Quote the entries that follow exactly, leaving none out.

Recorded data
┌──

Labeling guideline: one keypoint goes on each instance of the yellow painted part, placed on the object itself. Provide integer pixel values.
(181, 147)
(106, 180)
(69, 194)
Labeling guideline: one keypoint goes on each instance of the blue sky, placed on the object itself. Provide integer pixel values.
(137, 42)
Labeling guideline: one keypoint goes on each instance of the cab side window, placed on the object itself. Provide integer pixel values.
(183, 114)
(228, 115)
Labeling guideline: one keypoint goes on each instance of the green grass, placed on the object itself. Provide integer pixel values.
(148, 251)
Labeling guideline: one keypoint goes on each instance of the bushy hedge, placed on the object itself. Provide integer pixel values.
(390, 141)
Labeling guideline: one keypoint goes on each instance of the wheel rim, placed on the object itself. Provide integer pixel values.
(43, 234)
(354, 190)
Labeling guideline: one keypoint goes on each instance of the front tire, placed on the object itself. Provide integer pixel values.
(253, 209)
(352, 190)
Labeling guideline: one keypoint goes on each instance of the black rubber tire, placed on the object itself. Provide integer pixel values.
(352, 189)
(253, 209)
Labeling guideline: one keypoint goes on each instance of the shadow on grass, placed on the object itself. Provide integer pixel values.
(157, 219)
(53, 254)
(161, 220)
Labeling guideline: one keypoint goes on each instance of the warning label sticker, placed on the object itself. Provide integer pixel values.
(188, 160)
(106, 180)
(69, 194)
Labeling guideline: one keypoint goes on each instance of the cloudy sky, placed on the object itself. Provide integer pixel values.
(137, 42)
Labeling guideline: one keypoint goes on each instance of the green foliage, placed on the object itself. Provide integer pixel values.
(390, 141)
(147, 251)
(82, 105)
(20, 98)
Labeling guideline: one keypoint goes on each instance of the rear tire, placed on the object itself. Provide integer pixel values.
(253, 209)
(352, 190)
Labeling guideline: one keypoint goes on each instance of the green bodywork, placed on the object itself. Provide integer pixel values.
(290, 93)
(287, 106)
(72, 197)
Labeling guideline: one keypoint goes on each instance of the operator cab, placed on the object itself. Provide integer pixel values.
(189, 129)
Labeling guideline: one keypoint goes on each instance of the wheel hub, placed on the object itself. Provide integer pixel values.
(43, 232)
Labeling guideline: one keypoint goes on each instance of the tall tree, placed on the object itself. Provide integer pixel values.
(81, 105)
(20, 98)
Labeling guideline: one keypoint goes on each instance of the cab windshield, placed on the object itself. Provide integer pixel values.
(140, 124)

└──

## COMPLETED TASK:
Labeling guideline: one keypoint goes on each instance of the yellow painted part, placed on the object itself. Provide integer pixel values.
(181, 147)
(106, 180)
(69, 194)
Labeling guideline: one keypoint goes on each instance of the blue sky, placed on the object itself. Provide integer pixel values.
(137, 42)
Labeling guideline: one keypoint goes on each instance of the cab side window, placed on the object itself. Provide integer pixel values.
(183, 114)
(228, 115)
Labeling guideline: one keypoint goes on each instance of the green grass, placed on the object itself. Provide integer pixel values.
(148, 251)
Labeling guideline: one keypoint goes on each instance of the bushy hedge, placed on the object itself. Provide integer pixel values.
(390, 141)
Labeling guideline: one keypoint goes on each instance of the wheel rim, placed on the object itself. Provide integer pixel values.
(43, 234)
(354, 190)
Labeling guideline: one keypoint goes on each instance of the front tire, placed on the object itself. Provide integer pixel values.
(253, 209)
(352, 190)
Labeling guideline: one keypoint goes on each instance of the black rubber tire, placed on the object itself. Provide integer pixel values.
(352, 189)
(253, 209)
Labeling guideline: one keypoint goes on each instance of the shadow on grass, placed on the object itself. Provide integer pixel values.
(157, 219)
(53, 254)
(161, 220)
Labeling guideline: one keypoint goes on each instance of the warning label sticker, placed on the object itself. Provide integer pixel values.
(188, 160)
(106, 180)
(69, 194)
Labeling guideline: one keypoint goes on each instance of the cloudy sky, placed on the object itself. Provide integer pixel values.
(137, 42)
Labeling guideline: one keypoint goes on each instance of the green foliage, placed on the object itself. Provide integer pixel values.
(390, 141)
(147, 251)
(82, 105)
(20, 98)
Labeling guideline: one keypoint goes on each instance of the rear tire, placed on the object itself. Provide integer pixel values.
(253, 209)
(352, 190)
Labeling guideline: one keypoint goes on each instance of the green bodywork, placed on the object itself. Provide integer pixel values.
(290, 93)
(287, 106)
(72, 197)
Labeling guideline: one keypoint goes on each instance of the operator cab, placed on the object itself. Provide integer pixel values.
(189, 129)
Labeling guideline: one keypoint goes on each instance of the wheel hub, placed on the object itself. Provide integer pixel values.
(43, 232)
Labeling guideline: one keypoint goes on each instance of the tall tree, placed on the object itself. Provide integer pixel values.
(81, 105)
(20, 98)
Labeling guideline: one keypoint goes on each instance of the cab windshield, placed on the object itself. Provide integer pixel values.
(140, 124)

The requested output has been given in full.